TASK TO COMPLETE:
Each line that includes "ceiling" must be copied from the records.

ENTRIES SHOWN:
....................

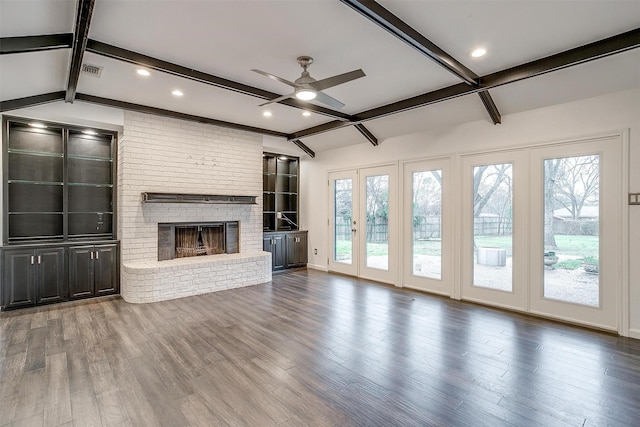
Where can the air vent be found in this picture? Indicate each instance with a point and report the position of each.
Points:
(92, 70)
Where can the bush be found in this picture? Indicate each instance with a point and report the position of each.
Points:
(570, 264)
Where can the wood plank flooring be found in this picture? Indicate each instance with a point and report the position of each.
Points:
(310, 349)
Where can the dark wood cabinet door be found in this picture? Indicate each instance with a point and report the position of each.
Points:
(279, 252)
(296, 250)
(81, 282)
(50, 275)
(301, 250)
(276, 244)
(105, 269)
(19, 278)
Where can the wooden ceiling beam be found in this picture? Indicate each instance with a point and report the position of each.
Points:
(23, 44)
(142, 60)
(80, 37)
(131, 57)
(403, 31)
(30, 101)
(304, 148)
(174, 114)
(579, 55)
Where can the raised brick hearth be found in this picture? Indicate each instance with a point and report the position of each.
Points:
(164, 155)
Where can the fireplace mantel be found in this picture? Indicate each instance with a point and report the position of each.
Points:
(197, 198)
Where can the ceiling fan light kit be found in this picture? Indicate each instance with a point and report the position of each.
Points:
(305, 94)
(306, 88)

....................

TASK RESULT:
Where can the wooden ceiling beam be found in this picture? Indicate each instance with a point and report the position of each.
Where can the ceiling fan light kit be found in this picture? Indicate each instance with a point and report the position of each.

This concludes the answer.